▶ _SHORT EXERCISE_
Every record below should be written out exactly; pictures stay out.

--- RECORD EXCERPTS ---

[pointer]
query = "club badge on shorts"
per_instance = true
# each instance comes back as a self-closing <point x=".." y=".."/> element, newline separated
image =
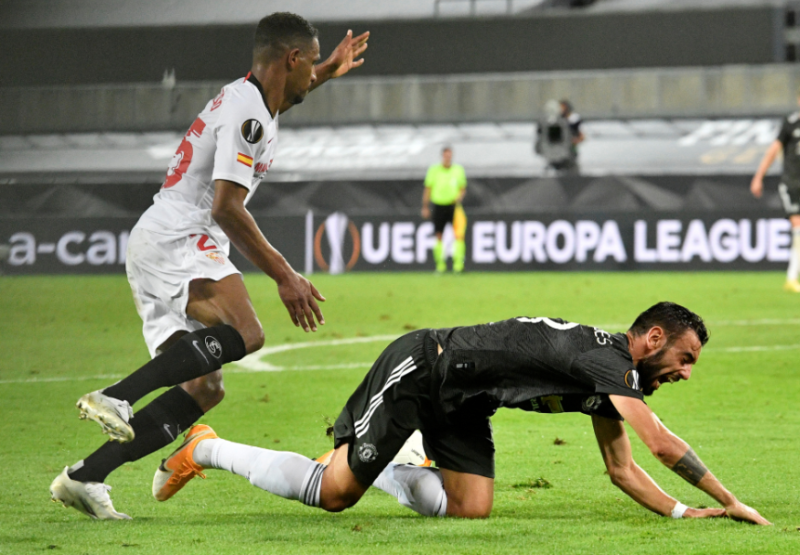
<point x="367" y="452"/>
<point x="252" y="131"/>
<point x="213" y="347"/>
<point x="632" y="379"/>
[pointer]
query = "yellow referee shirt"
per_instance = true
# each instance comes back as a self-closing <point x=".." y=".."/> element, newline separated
<point x="445" y="183"/>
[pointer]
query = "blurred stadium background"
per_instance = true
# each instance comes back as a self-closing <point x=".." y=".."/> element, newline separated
<point x="680" y="99"/>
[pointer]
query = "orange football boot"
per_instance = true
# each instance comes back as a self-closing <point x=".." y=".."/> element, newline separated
<point x="175" y="471"/>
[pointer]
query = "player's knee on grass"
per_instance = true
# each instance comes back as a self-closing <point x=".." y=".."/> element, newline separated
<point x="339" y="489"/>
<point x="208" y="391"/>
<point x="253" y="335"/>
<point x="337" y="502"/>
<point x="469" y="509"/>
<point x="468" y="495"/>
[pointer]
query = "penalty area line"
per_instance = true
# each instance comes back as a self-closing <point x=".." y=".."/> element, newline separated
<point x="256" y="366"/>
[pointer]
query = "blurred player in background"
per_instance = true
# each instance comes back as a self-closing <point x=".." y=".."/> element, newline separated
<point x="449" y="382"/>
<point x="195" y="308"/>
<point x="788" y="142"/>
<point x="558" y="135"/>
<point x="445" y="187"/>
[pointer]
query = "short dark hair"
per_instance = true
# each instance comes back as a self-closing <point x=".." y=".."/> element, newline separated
<point x="281" y="31"/>
<point x="673" y="318"/>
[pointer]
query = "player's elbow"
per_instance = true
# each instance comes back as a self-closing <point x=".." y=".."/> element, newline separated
<point x="619" y="475"/>
<point x="222" y="214"/>
<point x="664" y="451"/>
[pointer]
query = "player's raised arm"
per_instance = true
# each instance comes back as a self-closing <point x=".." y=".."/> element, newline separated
<point x="297" y="293"/>
<point x="630" y="478"/>
<point x="757" y="184"/>
<point x="678" y="456"/>
<point x="343" y="58"/>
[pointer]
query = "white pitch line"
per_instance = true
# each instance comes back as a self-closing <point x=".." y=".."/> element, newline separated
<point x="65" y="379"/>
<point x="252" y="362"/>
<point x="746" y="323"/>
<point x="753" y="349"/>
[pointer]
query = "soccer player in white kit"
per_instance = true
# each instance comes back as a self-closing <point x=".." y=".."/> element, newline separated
<point x="195" y="309"/>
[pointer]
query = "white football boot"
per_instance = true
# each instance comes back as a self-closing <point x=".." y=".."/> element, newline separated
<point x="90" y="498"/>
<point x="112" y="415"/>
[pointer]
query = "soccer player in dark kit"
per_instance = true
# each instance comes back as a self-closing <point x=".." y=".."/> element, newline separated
<point x="449" y="382"/>
<point x="788" y="143"/>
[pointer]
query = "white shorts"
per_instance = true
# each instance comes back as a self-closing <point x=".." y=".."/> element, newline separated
<point x="160" y="268"/>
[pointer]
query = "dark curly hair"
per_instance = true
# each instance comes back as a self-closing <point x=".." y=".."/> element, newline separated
<point x="673" y="318"/>
<point x="281" y="31"/>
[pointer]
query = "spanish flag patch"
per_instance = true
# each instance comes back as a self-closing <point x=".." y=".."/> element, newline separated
<point x="244" y="159"/>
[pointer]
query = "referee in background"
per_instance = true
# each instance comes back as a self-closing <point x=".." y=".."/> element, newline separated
<point x="445" y="187"/>
<point x="788" y="142"/>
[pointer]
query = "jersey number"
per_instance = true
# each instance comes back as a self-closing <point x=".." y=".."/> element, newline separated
<point x="183" y="156"/>
<point x="555" y="325"/>
<point x="554" y="403"/>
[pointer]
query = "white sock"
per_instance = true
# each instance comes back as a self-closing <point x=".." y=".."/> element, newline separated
<point x="418" y="488"/>
<point x="289" y="475"/>
<point x="794" y="257"/>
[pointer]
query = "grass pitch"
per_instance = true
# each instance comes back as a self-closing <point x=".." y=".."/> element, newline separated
<point x="64" y="336"/>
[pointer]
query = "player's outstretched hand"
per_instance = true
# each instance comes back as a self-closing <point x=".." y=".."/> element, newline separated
<point x="757" y="186"/>
<point x="704" y="513"/>
<point x="300" y="298"/>
<point x="345" y="56"/>
<point x="740" y="511"/>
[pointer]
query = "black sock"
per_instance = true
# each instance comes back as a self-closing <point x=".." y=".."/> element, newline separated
<point x="194" y="355"/>
<point x="156" y="425"/>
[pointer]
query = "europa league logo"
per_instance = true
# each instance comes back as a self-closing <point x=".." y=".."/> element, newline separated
<point x="335" y="228"/>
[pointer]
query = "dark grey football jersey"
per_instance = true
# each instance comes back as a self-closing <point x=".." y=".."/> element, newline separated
<point x="789" y="136"/>
<point x="537" y="364"/>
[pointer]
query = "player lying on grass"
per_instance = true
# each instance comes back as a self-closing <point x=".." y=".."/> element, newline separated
<point x="196" y="311"/>
<point x="448" y="382"/>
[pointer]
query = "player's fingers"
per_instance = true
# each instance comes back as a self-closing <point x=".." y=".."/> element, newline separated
<point x="292" y="314"/>
<point x="309" y="316"/>
<point x="316" y="293"/>
<point x="301" y="317"/>
<point x="317" y="311"/>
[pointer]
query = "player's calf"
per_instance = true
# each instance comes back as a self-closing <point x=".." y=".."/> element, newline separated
<point x="207" y="390"/>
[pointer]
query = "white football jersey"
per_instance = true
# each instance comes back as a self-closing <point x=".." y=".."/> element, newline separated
<point x="234" y="139"/>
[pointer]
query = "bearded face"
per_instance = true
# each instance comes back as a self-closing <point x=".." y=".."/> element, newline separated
<point x="649" y="369"/>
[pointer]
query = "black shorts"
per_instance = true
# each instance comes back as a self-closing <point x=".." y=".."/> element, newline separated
<point x="442" y="214"/>
<point x="790" y="197"/>
<point x="394" y="400"/>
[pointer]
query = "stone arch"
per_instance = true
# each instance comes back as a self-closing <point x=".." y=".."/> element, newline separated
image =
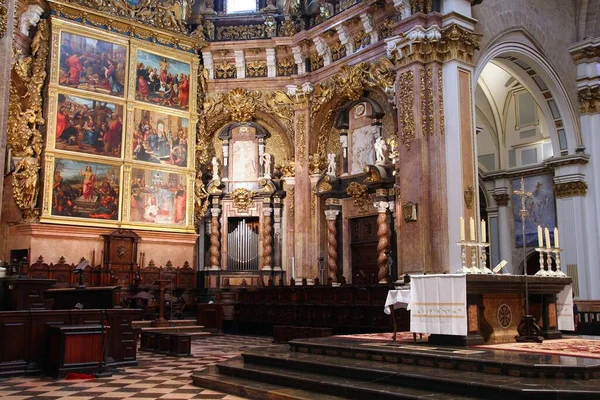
<point x="517" y="51"/>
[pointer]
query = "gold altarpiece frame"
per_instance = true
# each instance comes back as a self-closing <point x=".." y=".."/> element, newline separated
<point x="93" y="68"/>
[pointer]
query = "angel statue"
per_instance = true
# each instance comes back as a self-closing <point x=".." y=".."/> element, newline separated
<point x="331" y="167"/>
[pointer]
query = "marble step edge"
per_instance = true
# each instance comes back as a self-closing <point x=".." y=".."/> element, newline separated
<point x="321" y="384"/>
<point x="414" y="377"/>
<point x="209" y="378"/>
<point x="448" y="361"/>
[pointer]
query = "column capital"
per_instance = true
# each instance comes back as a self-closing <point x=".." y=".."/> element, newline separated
<point x="331" y="215"/>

---

▶ _SOLUTION_
[pointer]
query = "club badge on shorts"
per_instance = true
# each instance comes back as a self-closing <point x=".." y=".."/> element, newline separated
image =
<point x="367" y="452"/>
<point x="252" y="131"/>
<point x="213" y="347"/>
<point x="632" y="379"/>
[pointer]
query = "yellow referee shirt"
per_instance = true
# each instance comes back as a self-closing <point x=".." y=".."/> element, newline separated
<point x="445" y="183"/>
[pointer]
query = "blurred stadium background"
per_instance = true
# each instance comes back as a self-closing <point x=".." y=".."/> element, newline separated
<point x="680" y="99"/>
[pointer]
query = "orange football boot"
per_instance = true
# each instance comes back as a self-closing <point x=".." y=".."/> element, newline separated
<point x="175" y="471"/>
[pointer]
query = "player's knee on grass"
per_instance = true
# each instance comes back as a self-closing <point x=".." y=".."/> element, newline separated
<point x="339" y="489"/>
<point x="208" y="391"/>
<point x="253" y="335"/>
<point x="337" y="502"/>
<point x="469" y="509"/>
<point x="468" y="495"/>
[pointer]
query = "penalty area line"
per_instance = true
# each instance comes back as a self-closing <point x=".." y=".."/> element, newline separated
<point x="256" y="366"/>
[pointer]
query = "blurred player in background"
per_instance = true
# each instance comes back as a self-closing <point x=".." y=".."/> element, newline separated
<point x="449" y="382"/>
<point x="195" y="308"/>
<point x="788" y="142"/>
<point x="558" y="135"/>
<point x="445" y="187"/>
[pointer]
query = "short dark hair"
per_instance = true
# each instance comes back as a self-closing <point x=".." y=".."/> element, newline separated
<point x="281" y="31"/>
<point x="673" y="318"/>
[pointer]
query = "player's elbow"
per_instance = true
# each instance comes back as a self-closing <point x=".." y=".."/> element, newline separated
<point x="619" y="475"/>
<point x="222" y="214"/>
<point x="664" y="451"/>
[pointer]
query = "player's raised arm"
per_instance = true
# each instance comes back as a self-closing <point x=".." y=".."/> element, newline separated
<point x="297" y="293"/>
<point x="630" y="478"/>
<point x="757" y="184"/>
<point x="678" y="456"/>
<point x="343" y="58"/>
[pointer]
query = "white pitch line"
per_instance = true
# each instance comes back as a self-closing <point x=".." y=".."/> element, newline separated
<point x="65" y="379"/>
<point x="252" y="362"/>
<point x="746" y="323"/>
<point x="753" y="349"/>
[pointer]
query = "soccer player in white kit"
per_instance = true
# each instance comes back as a self-closing <point x=".." y=".."/> element, newline separated
<point x="195" y="309"/>
[pointer]
query = "white football boot"
per_instance = true
# each instance comes back as a self-closing <point x=".." y=".."/> element, newline separated
<point x="90" y="498"/>
<point x="112" y="415"/>
[pointer]
query = "soccer player in dark kit"
per_instance = true
# each instance comes back as a self-closing <point x=".." y=".."/> element, newline separated
<point x="449" y="382"/>
<point x="788" y="143"/>
[pointer]
query = "white shorts"
per_instance = true
# each instance comes back as a self-closing <point x=".." y=".."/> element, newline separated
<point x="160" y="268"/>
[pointer]
query = "dark curly hair"
per_instance = true
# each instance comes back as a self-closing <point x=".." y=".."/> element, newline separated
<point x="673" y="318"/>
<point x="281" y="31"/>
[pointer]
query = "spanish flag patch"
per_instance = true
# each instance comes back as a self-closing <point x=".." y=".."/> element, newline separated
<point x="244" y="159"/>
[pointer]
query = "referee in background"
per_instance = true
# each instance comes back as a self-closing <point x=".." y=".."/> element, newline separated
<point x="445" y="187"/>
<point x="788" y="142"/>
[pointer]
query = "jersey number"
per_instance = true
# each instance comes back as a self-closing <point x=".." y=".."/> element, newline separated
<point x="183" y="156"/>
<point x="555" y="325"/>
<point x="554" y="403"/>
[pointer]
query = "white sock"
per_instance = true
# each instance comes back as a self-closing <point x=".." y=".."/> element, newline separated
<point x="418" y="488"/>
<point x="289" y="475"/>
<point x="794" y="257"/>
[pointer]
query = "grass pitch"
per_instance = true
# each instance comes back as a self-closing <point x=".." y=".."/> element, newline separated
<point x="64" y="336"/>
[pointer]
query = "player's outstretched hand"
per_instance = true
# each instance comes back as a self-closing <point x=".." y=".."/> element, newline separated
<point x="757" y="186"/>
<point x="704" y="513"/>
<point x="300" y="298"/>
<point x="345" y="56"/>
<point x="740" y="511"/>
[pointer]
query = "black sock"
per_instance = true
# each instance comes back as a self-closing <point x=".." y=".."/> element, newline separated
<point x="194" y="355"/>
<point x="156" y="425"/>
[pointer]
query = "europa league logo"
per_instance = true
# each instance comes back as a self-closing <point x=".." y=".."/> element, newline separated
<point x="335" y="228"/>
[pointer]
query = "dark grey football jersey"
per_instance = true
# each instance comes back as a self-closing <point x=".." y=".."/> element, newline separated
<point x="789" y="136"/>
<point x="537" y="364"/>
[pointer]
query = "player lying on grass"
per_instance = true
# each instance comes back as a self-closing <point x=".." y=".."/> element, newline separated
<point x="196" y="311"/>
<point x="448" y="382"/>
[pointer]
query = "player's fingers"
per_instance = true
# each instance comes back as a self-closing <point x=".." y=".."/> element, newline separated
<point x="292" y="314"/>
<point x="309" y="316"/>
<point x="316" y="293"/>
<point x="301" y="317"/>
<point x="317" y="311"/>
[pointer]
query = "player's calf"
per_instance = true
# each instance comes back as a self-closing <point x=".." y=".."/> element, newline separated
<point x="207" y="390"/>
[pointer]
query = "white football jersey"
per_instance = true
# each instance comes back as a self-closing <point x=".." y=".."/> element, newline separated
<point x="234" y="139"/>
[pointer]
query = "bearded face"
per_instance = true
# each instance comes back as a self-closing <point x=".." y=".."/> element, newline separated
<point x="649" y="369"/>
[pointer]
query = "black shorts"
per_instance = true
# each instance comes back as a self-closing <point x=".." y=".."/> element, newline separated
<point x="442" y="214"/>
<point x="790" y="197"/>
<point x="394" y="400"/>
[pointer]
query = "stone arch"
per_instance = true
# each instance comes back as a self-closing <point x=".." y=".."/> element, newline separated
image =
<point x="517" y="51"/>
[pointer]
query = "gold altarpiece frame"
per_instance = true
# each instance comes back as a self-closing <point x=".." y=".."/> element, newline separated
<point x="93" y="68"/>
[pointer]
query = "angel statue"
per_instance = true
# each instance comes back as a self-closing <point x=".." y=".."/> element, newline separated
<point x="331" y="167"/>
[pointer]
query = "marble step edge"
per_instance = true
# each instance comes back as a self-closing <point x=".." y=".."/> element, newline separated
<point x="321" y="384"/>
<point x="414" y="377"/>
<point x="209" y="378"/>
<point x="448" y="361"/>
[pointer]
query = "column capital"
per_instance = true
# each instance comes back as a self-closing <point x=".." y=".."/> element, newline separated
<point x="331" y="215"/>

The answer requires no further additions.